start Entries provided
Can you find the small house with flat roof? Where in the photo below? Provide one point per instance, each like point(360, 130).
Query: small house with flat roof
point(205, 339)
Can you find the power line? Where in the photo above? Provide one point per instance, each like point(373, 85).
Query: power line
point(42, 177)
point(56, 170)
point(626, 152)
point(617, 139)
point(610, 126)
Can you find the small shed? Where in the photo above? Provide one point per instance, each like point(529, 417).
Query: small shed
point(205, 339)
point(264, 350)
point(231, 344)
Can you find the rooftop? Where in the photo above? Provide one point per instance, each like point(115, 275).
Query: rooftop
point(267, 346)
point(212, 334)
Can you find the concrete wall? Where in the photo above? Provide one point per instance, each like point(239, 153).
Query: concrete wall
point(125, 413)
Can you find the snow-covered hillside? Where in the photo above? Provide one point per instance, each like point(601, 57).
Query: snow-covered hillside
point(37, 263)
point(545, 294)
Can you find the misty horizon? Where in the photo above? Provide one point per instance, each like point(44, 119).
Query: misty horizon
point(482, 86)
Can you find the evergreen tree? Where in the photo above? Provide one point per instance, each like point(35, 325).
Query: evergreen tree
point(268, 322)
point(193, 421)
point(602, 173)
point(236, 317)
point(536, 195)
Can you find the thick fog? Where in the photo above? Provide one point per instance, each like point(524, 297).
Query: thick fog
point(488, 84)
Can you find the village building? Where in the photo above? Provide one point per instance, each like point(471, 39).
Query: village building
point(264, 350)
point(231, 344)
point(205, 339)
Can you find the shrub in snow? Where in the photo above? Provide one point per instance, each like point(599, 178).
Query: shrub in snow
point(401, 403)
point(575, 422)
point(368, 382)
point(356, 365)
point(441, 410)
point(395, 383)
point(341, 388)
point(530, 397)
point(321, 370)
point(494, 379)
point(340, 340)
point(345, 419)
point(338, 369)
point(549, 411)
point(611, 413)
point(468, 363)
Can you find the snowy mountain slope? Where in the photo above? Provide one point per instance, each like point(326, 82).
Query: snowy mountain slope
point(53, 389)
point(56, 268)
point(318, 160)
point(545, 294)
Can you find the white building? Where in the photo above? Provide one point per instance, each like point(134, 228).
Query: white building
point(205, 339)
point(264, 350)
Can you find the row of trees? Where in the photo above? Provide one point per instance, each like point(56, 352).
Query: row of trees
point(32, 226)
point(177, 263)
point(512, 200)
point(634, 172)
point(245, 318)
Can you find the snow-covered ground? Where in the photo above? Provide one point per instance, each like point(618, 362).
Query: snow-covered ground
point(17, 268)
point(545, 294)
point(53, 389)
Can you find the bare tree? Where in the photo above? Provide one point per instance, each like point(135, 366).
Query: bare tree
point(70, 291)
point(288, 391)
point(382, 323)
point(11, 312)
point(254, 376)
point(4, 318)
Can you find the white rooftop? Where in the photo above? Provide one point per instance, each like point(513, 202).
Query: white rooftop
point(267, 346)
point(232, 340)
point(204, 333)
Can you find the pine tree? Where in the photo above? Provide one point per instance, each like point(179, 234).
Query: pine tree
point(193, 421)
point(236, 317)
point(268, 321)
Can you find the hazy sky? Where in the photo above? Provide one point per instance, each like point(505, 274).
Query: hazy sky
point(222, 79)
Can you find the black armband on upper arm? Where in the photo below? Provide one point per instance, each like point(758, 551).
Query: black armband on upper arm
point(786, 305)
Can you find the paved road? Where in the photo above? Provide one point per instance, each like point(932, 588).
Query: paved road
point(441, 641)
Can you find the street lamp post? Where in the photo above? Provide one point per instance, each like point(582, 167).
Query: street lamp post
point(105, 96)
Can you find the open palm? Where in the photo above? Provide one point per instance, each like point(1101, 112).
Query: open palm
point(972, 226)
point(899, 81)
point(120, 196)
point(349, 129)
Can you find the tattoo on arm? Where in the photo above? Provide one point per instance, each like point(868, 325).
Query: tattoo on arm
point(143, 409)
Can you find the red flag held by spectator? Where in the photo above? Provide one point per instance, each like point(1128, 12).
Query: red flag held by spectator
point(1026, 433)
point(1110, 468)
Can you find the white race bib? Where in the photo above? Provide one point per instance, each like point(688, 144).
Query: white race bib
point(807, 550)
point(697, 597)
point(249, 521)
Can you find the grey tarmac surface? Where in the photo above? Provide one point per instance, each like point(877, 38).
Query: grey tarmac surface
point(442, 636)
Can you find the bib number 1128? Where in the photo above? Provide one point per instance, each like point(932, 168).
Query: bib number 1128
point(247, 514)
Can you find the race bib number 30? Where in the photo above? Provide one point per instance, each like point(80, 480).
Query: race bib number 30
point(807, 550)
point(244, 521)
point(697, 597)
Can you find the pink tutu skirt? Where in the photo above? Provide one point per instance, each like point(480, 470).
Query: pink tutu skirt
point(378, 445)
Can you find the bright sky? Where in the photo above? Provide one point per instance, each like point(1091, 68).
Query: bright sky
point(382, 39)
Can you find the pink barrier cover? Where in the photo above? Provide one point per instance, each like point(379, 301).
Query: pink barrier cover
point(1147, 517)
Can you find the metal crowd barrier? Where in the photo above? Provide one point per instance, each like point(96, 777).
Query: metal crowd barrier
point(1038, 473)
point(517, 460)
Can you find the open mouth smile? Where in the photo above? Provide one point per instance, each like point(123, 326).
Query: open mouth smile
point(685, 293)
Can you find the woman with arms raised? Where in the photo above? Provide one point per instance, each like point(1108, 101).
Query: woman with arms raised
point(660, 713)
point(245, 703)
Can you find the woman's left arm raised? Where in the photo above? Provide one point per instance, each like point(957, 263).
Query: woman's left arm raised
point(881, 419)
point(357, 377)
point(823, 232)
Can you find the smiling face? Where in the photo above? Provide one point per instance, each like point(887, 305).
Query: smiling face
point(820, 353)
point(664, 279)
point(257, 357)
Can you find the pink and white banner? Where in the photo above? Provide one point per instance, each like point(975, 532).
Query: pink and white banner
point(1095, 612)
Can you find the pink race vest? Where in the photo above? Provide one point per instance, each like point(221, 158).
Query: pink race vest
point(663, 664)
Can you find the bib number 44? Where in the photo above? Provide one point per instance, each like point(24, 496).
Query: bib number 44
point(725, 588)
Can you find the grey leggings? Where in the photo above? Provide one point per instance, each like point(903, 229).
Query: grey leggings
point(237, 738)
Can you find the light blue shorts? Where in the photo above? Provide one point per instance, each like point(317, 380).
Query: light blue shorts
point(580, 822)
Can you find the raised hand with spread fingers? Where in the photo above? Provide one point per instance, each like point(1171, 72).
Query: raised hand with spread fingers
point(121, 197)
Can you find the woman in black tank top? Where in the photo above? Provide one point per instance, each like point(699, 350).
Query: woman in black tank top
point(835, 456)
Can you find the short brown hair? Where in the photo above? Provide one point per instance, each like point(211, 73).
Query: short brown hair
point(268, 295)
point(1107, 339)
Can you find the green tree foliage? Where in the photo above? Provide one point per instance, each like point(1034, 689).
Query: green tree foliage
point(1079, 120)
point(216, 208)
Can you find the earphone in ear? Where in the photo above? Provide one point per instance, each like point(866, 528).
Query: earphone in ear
end Entries provided
→ **Stated exercise**:
Recast every entry above as a numbered list, one line per number, with any blank lines dropped.

→ **Full response**:
1. Can you find the small house with flat roof? Where in the photo below? Provide one point per instance, each like point(360, 130).
2. Query: small house with flat roof
3. point(205, 339)
4. Can you find the power line? Where in the photo above? Provide one point per instance, each like point(373, 85).
5. Query: power line
6. point(42, 177)
7. point(56, 170)
8. point(626, 152)
9. point(617, 139)
10. point(610, 126)
11. Can you find the small shed? Where in the photo above? Provide one point per instance, each like point(529, 417).
12. Query: small shed
13. point(205, 339)
14. point(264, 350)
15. point(231, 344)
16. Can you find the rooftop? Where in the photo above? Provide one point per instance, each like point(115, 275).
17. Query: rooftop
18. point(267, 346)
19. point(212, 334)
20. Can you find the concrete wall? Where in the photo above? Provide one point per instance, each like point(239, 153).
21. Query: concrete wall
22. point(125, 413)
23. Can you find the snow-covered hillside? Where in the photo above? Provide one point per instance, each like point(601, 57).
24. Query: snow-covered hillside
25. point(37, 263)
26. point(545, 294)
27. Can you find the misty horizon? Where in the photo above? Provide one point per instance, each like point(44, 119).
28. Query: misty horizon
29. point(482, 86)
30. Can you find the evergreen tree? Where in the photo above? Provide one point per instance, each like point(35, 325).
31. Query: evergreen tree
32. point(268, 322)
33. point(193, 421)
34. point(602, 173)
35. point(236, 317)
36. point(536, 195)
37. Can you find the thick fog? Where in the photo above? Provide one point per instance, each like point(524, 297).
38. Query: thick fog
39. point(488, 84)
40. Can you find the village building? Where in the photo above? Provide one point per instance, each like point(471, 39).
41. Query: village building
42. point(264, 350)
43. point(231, 344)
44. point(205, 339)
45. Can you find the shrub in snow? Where in the photo above? Provide one point per instance, each like point(599, 178).
46. Query: shrub in snow
47. point(401, 403)
48. point(575, 422)
49. point(368, 382)
50. point(356, 365)
51. point(441, 410)
52. point(395, 383)
53. point(341, 388)
54. point(530, 397)
55. point(321, 370)
56. point(494, 379)
57. point(340, 340)
58. point(345, 419)
59. point(338, 369)
60. point(549, 411)
61. point(611, 413)
62. point(468, 363)
63. Can you find the snowy mountain slope? Where in the photo above? Provide one point per instance, each like point(326, 82).
64. Query: snowy mountain slope
65. point(53, 389)
66. point(56, 268)
67. point(318, 160)
68. point(545, 294)
69. Can you find the white building? Where in the photo above? Provide one point per instance, each like point(134, 228).
70. Query: white building
71. point(205, 339)
72. point(264, 350)
73. Can you find the row of trees? Where in the photo above? Provide one point per instance, each like point(56, 352).
74. Query: row of trees
75. point(32, 226)
76. point(177, 263)
77. point(512, 200)
78. point(634, 172)
79. point(245, 318)
80. Can you find the snow-covered ground? Where in the photo above? Provide one point per instance, each like point(618, 362).
81. Query: snow-covered ground
82. point(17, 268)
83. point(545, 294)
84. point(53, 389)
85. Can you find the bare tree? Where in the photo above? Provide one point per instance, each like point(135, 366).
86. Query: bare tree
87. point(70, 291)
88. point(288, 391)
89. point(382, 323)
90. point(11, 312)
91. point(254, 376)
92. point(4, 318)
93. Can you find the white rooftop? Where in the photo above? Provide one point per instance, each like point(513, 202).
94. Query: white rooftop
95. point(267, 346)
96. point(232, 340)
97. point(204, 333)
98. Can you find the pine tree? Where in the photo above? Provide one point per instance, each like point(179, 234).
99. Query: pine tree
100. point(193, 421)
101. point(236, 317)
102. point(268, 321)
103. Can you find the hazy sky? Where in the photo above? Provide one point per instance, each like point(505, 274).
104. Query: hazy sky
105. point(222, 79)
106. Can you find the black armband on upper arm? Where in the photo below? Provide one point per instance, each like point(758, 551).
107. Query: black armband on upper arm
108. point(786, 305)
109. Can you find the paved road? Where in the photo above? Provide one point per instance, each like point(932, 588).
110. Query: paved road
111. point(441, 641)
112. Can you find the street lamp post? Where in the photo above? Provide one point per instance, each like point(582, 167).
113. Query: street lamp post
114. point(105, 96)
115. Can you find the open palm? Where in the photo above? Provide one point per instance, each like point(1101, 112).
116. Query: open palm
117. point(972, 226)
118. point(899, 81)
119. point(120, 196)
120. point(349, 129)
121. Can you find the tattoo on arm? Where in the photo above? Provide one point per instance, each like point(868, 325).
122. Query: tattoo on arm
123. point(143, 409)
124. Can you find the red flag held by spectator? Where in the photo above? Provide one point per instance, each like point(1128, 12).
125. Query: red flag held by spectator
126. point(1026, 433)
127. point(1110, 468)
128. Can you find the white race bib? Where in the photo above? Provide one point per instance, each like point(688, 144).
129. Query: white race bib
130. point(807, 550)
131. point(697, 597)
132. point(249, 521)
133. Can you find the grey tarmac surface? Where in the photo above? Provide one point per instance, each like point(877, 38).
134. Query: grey tarmac surface
135. point(442, 636)
136. Can you find the bib number 1128? Where in the photo above? Provide one point per instance, each like point(932, 168).
137. Query: bib number 1128
138. point(247, 514)
139. Can you find the race bib number 30? Where in the photo above? Provide one point per instance, each like point(80, 480).
140. Query: race bib number 30
141. point(807, 550)
142. point(244, 521)
143. point(697, 597)
144. Can you find the pink tutu skirt? Where in the photo above? Provide one point per instance, each like point(480, 470).
145. Query: pink tutu skirt
146. point(378, 445)
147. Can you find the bright sky? Where in the photo above? Provide one point per instance, each like point(1091, 68).
148. Query: bright sky
149. point(382, 39)
150. Can you find the pink barrier cover? Where in the photo above? Provide one point per instance, each like point(379, 301).
151. Query: pink barrier cover
152. point(1147, 517)
153. Can you find the metal crowd barrier? Where in the photo above? Provide one point per instance, each like point(96, 777).
154. Query: metal crowd barrier
155. point(1038, 473)
156. point(517, 460)
157. Can you find the open mouth smile? Where in the photo above? Provide one point per instance, each like point(123, 326).
158. Query: open mouth smile
159. point(685, 293)
160. Can you find the woman with arms raised? Where in the photo above? Provide one point per instance, each like point(1108, 101).
161. Query: woman with arms raised
162. point(660, 713)
163. point(245, 703)
164. Can you find the woman's left arm raised? Where in the photo above? Provide one point per instance, each like point(957, 263).
165. Query: woman's left arm raised
166. point(881, 419)
167. point(357, 377)
168. point(823, 232)
169. Can you find the smiling face? Where in the photo above? Provide one point per instance, each like point(887, 305).
170. Query: smiling face
171. point(820, 353)
172. point(664, 279)
173. point(257, 357)
174. Can you find the pink and white banner? Where in the photo above? Provide one point per instance, each like point(975, 532).
175. Query: pink and white banner
176. point(1095, 612)
177. Can you find the pink race vest? Where in the photo above? Provide one point per instance, each like point(221, 158).
178. Query: pink race vest
179. point(663, 664)
180. Can you find the bib number 44? Where in the photo above? Provide one point per instance, each like point(24, 496).
181. Query: bib number 44
182. point(725, 588)
183. Can you find the grey leggings? Where in the photo above? Provide one point per instance, each like point(903, 229).
184. Query: grey leggings
185. point(237, 738)
186. Can you find the light blue shorts? Where in the photo above? Provide one point per instance, each like point(317, 380).
187. Query: light blue shorts
188. point(580, 822)
189. Can you find the raised hand with spread fingers? Where in the photo above? Provide one point per instance, each like point(1171, 72).
190. Query: raised hand with spread fingers
191. point(121, 197)
192. Can you find the woman in black tank top? Where in the photo above? Provide one point per instance, each like point(699, 350).
193. Query: woman in black tank top
194. point(835, 456)
195. Can you find the short brown hair? Where in the photo above? Provide one point per instance, each like point(211, 73).
196. Query: short brown hair
197. point(268, 295)
198. point(1107, 339)
199. Can you find the green tree foliage? Where in the photo above? Provide one point per instance, each like point(1034, 689).
200. Query: green tree foliage
201. point(1079, 120)
202. point(216, 208)
203. Can you find the earphone in ear? Where in the photo above? Provide one point per instance, each like point(866, 528).
204. Query: earphone in ear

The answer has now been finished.